Region pointing data

* * * * *

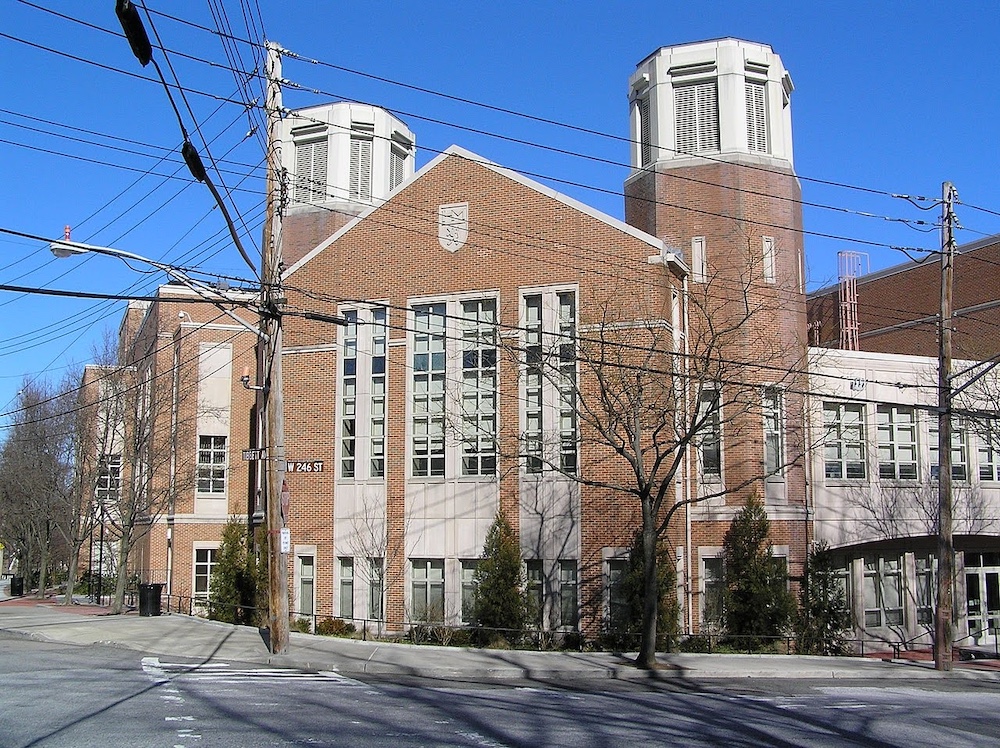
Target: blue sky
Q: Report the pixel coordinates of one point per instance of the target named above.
(891, 97)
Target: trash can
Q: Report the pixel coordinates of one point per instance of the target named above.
(149, 599)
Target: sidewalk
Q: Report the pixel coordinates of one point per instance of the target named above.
(178, 636)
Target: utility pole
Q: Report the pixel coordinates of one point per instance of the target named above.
(946, 550)
(270, 345)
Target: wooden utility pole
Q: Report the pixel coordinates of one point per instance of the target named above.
(273, 400)
(946, 550)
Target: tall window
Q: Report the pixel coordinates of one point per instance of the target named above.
(699, 260)
(710, 440)
(883, 591)
(536, 589)
(346, 587)
(697, 109)
(756, 117)
(959, 452)
(550, 381)
(714, 586)
(349, 396)
(568, 594)
(988, 436)
(769, 259)
(844, 444)
(428, 590)
(307, 581)
(361, 162)
(362, 399)
(429, 365)
(375, 588)
(774, 457)
(109, 480)
(468, 591)
(897, 442)
(479, 387)
(311, 158)
(211, 464)
(204, 562)
(645, 132)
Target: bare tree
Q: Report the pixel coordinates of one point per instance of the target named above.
(651, 397)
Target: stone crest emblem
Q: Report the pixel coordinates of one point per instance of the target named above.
(453, 225)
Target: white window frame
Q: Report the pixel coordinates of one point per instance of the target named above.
(211, 478)
(896, 442)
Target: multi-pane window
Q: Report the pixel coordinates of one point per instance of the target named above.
(429, 367)
(774, 457)
(211, 464)
(428, 590)
(349, 396)
(567, 382)
(844, 443)
(897, 442)
(756, 117)
(536, 588)
(307, 582)
(204, 562)
(959, 452)
(533, 383)
(568, 594)
(926, 566)
(311, 158)
(361, 162)
(710, 434)
(883, 591)
(988, 436)
(714, 590)
(468, 591)
(645, 132)
(362, 398)
(550, 382)
(697, 109)
(769, 259)
(375, 587)
(479, 387)
(618, 603)
(109, 480)
(346, 587)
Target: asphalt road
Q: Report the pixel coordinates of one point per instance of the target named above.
(59, 695)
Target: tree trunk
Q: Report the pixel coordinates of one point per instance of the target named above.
(650, 597)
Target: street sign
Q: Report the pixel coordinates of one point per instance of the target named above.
(304, 466)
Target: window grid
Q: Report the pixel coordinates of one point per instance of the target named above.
(710, 443)
(568, 594)
(429, 365)
(844, 445)
(348, 397)
(479, 387)
(774, 448)
(897, 442)
(428, 590)
(204, 563)
(533, 383)
(211, 464)
(697, 109)
(346, 587)
(959, 452)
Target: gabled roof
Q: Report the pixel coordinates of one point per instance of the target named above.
(456, 151)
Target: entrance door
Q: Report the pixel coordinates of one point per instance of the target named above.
(982, 586)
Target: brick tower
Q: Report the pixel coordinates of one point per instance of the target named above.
(712, 177)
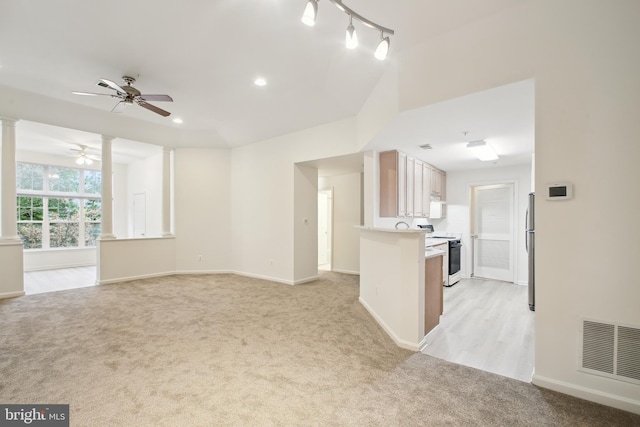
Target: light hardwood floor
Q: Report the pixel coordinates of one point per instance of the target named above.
(487, 325)
(37, 282)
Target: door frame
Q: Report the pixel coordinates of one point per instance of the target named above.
(329, 212)
(469, 263)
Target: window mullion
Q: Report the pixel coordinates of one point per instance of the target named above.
(45, 223)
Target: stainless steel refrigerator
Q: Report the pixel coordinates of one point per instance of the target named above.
(530, 237)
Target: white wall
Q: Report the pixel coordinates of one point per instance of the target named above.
(305, 223)
(347, 196)
(120, 201)
(459, 213)
(262, 181)
(203, 210)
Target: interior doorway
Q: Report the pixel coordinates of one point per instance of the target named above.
(325, 227)
(139, 215)
(492, 230)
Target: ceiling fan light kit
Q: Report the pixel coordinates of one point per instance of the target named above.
(130, 95)
(310, 15)
(82, 157)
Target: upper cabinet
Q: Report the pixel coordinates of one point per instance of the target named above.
(438, 183)
(407, 184)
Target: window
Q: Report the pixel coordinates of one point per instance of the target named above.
(58, 207)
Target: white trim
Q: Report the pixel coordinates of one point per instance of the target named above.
(10, 241)
(132, 278)
(592, 395)
(202, 272)
(400, 343)
(12, 294)
(59, 266)
(307, 280)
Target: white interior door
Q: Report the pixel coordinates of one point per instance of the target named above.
(139, 215)
(493, 226)
(325, 210)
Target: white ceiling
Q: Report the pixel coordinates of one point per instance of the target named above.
(504, 117)
(206, 54)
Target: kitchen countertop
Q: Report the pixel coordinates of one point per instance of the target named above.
(393, 230)
(432, 241)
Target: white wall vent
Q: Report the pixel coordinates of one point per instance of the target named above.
(611, 350)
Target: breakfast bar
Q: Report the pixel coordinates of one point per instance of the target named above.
(401, 283)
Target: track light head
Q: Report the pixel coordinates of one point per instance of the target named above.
(352, 36)
(383, 48)
(310, 13)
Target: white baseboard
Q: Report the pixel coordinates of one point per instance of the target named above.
(400, 343)
(12, 294)
(307, 280)
(603, 398)
(353, 273)
(262, 277)
(58, 266)
(132, 278)
(196, 272)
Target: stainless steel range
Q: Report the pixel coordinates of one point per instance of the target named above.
(455, 247)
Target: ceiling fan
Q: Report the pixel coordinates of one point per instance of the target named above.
(82, 157)
(129, 95)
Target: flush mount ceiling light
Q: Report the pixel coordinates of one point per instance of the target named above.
(311, 12)
(83, 159)
(482, 150)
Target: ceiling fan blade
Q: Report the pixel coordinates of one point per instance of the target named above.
(153, 108)
(165, 98)
(93, 94)
(111, 85)
(119, 107)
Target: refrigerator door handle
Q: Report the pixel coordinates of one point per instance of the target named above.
(526, 230)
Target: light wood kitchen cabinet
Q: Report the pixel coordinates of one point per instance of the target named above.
(433, 292)
(418, 194)
(438, 183)
(393, 184)
(445, 261)
(426, 189)
(405, 185)
(411, 168)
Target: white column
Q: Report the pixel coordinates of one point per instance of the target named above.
(9, 225)
(107, 189)
(166, 192)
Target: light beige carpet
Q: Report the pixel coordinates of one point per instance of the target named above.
(228, 350)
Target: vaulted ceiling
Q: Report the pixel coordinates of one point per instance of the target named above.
(207, 54)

* * * * *

* What is being asked *
Please give the records above again exactly as they stand, with no pictures.

* Solution *
Target: blue sky
Q: Report the pixel coordinates of one point per instance of the target named above.
(891, 97)
Target: trash can
Q: Report the pixel coordinates of one point per instance of the target named above.
(149, 599)
Target: sidewalk
Q: Report the pixel coordinates of one point per instance of the target named above.
(178, 636)
Target: utility pole
Q: Report the pixel coordinates of one point per instance of the target named above.
(946, 550)
(270, 345)
Target: wooden utility pole
Q: Report the pixel coordinates of one point per instance of the target named above.
(273, 400)
(946, 550)
Target: tall window
Q: Report the pixel coordinates of one point per instance of the target named above.
(699, 260)
(710, 440)
(883, 591)
(536, 589)
(346, 587)
(697, 109)
(756, 117)
(959, 452)
(550, 381)
(714, 586)
(349, 396)
(568, 594)
(988, 436)
(769, 259)
(844, 444)
(428, 590)
(307, 581)
(361, 162)
(362, 399)
(429, 365)
(375, 588)
(774, 457)
(109, 480)
(468, 591)
(897, 442)
(479, 387)
(311, 158)
(211, 464)
(204, 562)
(645, 132)
Target: bare tree
Q: Report the pixel coordinates of one point per instance of the target named above.
(651, 397)
Target: stone crest emblem
Q: Report the pixel coordinates of one point per instance of the target named above.
(453, 225)
Target: white window frame
Q: Report the pixel coordinates of one point per instance of the target named above.
(211, 478)
(896, 442)
Target: multi-pane window
Q: Report the pixel coordinates of one point per instance of the target named above.
(429, 367)
(774, 457)
(211, 464)
(428, 590)
(349, 396)
(567, 382)
(844, 443)
(897, 442)
(756, 117)
(536, 588)
(307, 582)
(204, 562)
(959, 452)
(533, 383)
(568, 594)
(926, 566)
(311, 158)
(361, 162)
(710, 434)
(883, 591)
(988, 436)
(714, 590)
(468, 591)
(645, 132)
(362, 398)
(550, 382)
(697, 109)
(769, 259)
(375, 587)
(479, 387)
(618, 603)
(109, 480)
(346, 587)
Target: asphalt road
Q: Report the pixel coordinates of one point per instance of the target named above.
(59, 695)
Target: tree trunk
Q: Report the pixel coordinates of one point per instance of the target named above.
(650, 597)
Target: street sign
Q: Report the pixel coordinates of one point per instance of the target named above.
(304, 466)
Target: window grid
Q: Report the pixel coordinates of one point per instance of the target named above.
(710, 443)
(568, 594)
(429, 365)
(844, 445)
(348, 397)
(479, 387)
(774, 448)
(897, 442)
(428, 590)
(204, 563)
(533, 383)
(211, 464)
(697, 109)
(346, 587)
(959, 452)
Target: gabled roof
Q: Report the pixel coordinates of one point per instance of the target named above.
(456, 151)
Target: entrance door
Q: Report the pixel coordinates of one point per instance of the target named above.
(982, 586)
Target: brick tower
Q: Report the pixel coordinates of one point per instance of the target named above.
(712, 177)
Target: light hardwood floor
Q: Report the pixel coordinates of one point per instance of the target named above.
(487, 325)
(37, 282)
Target: door frame
Q: Report the pixel coordinates of one point per instance of the target named above.
(329, 212)
(469, 263)
Target: window mullion
Q: Report the pixel coordinates of one point per instance of the target named above.
(45, 223)
Target: stainless steel refrigerator
Q: Report the pixel coordinates of one point per instance of the target named above.
(530, 237)
Target: white wall
Q: Report the pixel coordinates of one point per instance of the target named above.
(305, 223)
(347, 196)
(120, 201)
(459, 213)
(262, 181)
(203, 210)
Target: interior doorway
Q: Report the pixel coordinates of one point per instance of the target named above.
(325, 227)
(139, 215)
(492, 230)
Target: ceiling fan light kit
Q: Report the pixel coordinates of one point per instance of the target named above.
(130, 95)
(310, 15)
(82, 157)
Target: upper cabinet
Q: Report the pixel coordinates of one point per instance of the target named above.
(438, 183)
(407, 184)
Target: window
Q: Report the pixel coordinates of one point per instance of the target named above.
(58, 207)
Target: white trim
Q: Report the pixel coordinates of one point per instance of the target named above.
(10, 241)
(132, 278)
(592, 395)
(202, 272)
(400, 343)
(12, 294)
(59, 266)
(307, 280)
Target: white interior door
Q: Report the pixel coordinates of one point per instance of the target named above.
(139, 215)
(493, 226)
(325, 210)
Target: white ceiling
Q: Report the pixel coordinates of one point per instance of the target named above.
(504, 117)
(206, 54)
Target: kitchen countertop
Q: Report the pixel coordinates of one point per instance of the target named above.
(393, 230)
(432, 241)
Target: white wall vent
Q: Report the pixel coordinates of one point per instance of the target named above.
(611, 350)
Target: breakfast bar
Q: Report the pixel coordinates of one point per instance of the target named above.
(401, 283)
Target: track light head
Q: Report the pixel coordinates of one point per instance of the target named above.
(352, 36)
(383, 48)
(310, 13)
Target: white baseboard
Q: Report the pixel coordinates of one point per instance of the target named above.
(400, 343)
(12, 294)
(307, 280)
(603, 398)
(353, 273)
(262, 277)
(58, 266)
(132, 278)
(196, 272)
Target: stainless steel range
Q: Report the pixel coordinates of one point per instance of the target named above.
(455, 247)
Target: ceiling fan
Q: Report the pixel coordinates of one point per instance of the target named above.
(82, 157)
(129, 95)
Target: flush mount ceiling light
Q: Report the pixel coordinates of one point per instance of the target named above.
(311, 12)
(83, 159)
(482, 150)
Target: ceiling fan blade
Q: Report the pixel coordinates of one point per instance of the target named above.
(153, 108)
(165, 98)
(93, 94)
(111, 85)
(119, 107)
Target: refrigerator door handle
Q: Report the pixel coordinates of one point per instance of the target named above.
(526, 230)
Target: light wood kitchen cabinet
Q: Report the pixel coordinates of one point per instance of the target named above.
(433, 292)
(418, 194)
(438, 183)
(393, 184)
(445, 261)
(426, 189)
(405, 185)
(411, 168)
Target: white column
Q: Report the pixel coordinates of one point per instance of the target named above.
(9, 225)
(107, 189)
(166, 192)
Target: light beige carpet
Q: Report the pixel coordinates of one point per instance of the target named above.
(228, 350)
Target: vaulted ceiling
Q: Report the pixel coordinates of one point per instance of the target named above.
(207, 54)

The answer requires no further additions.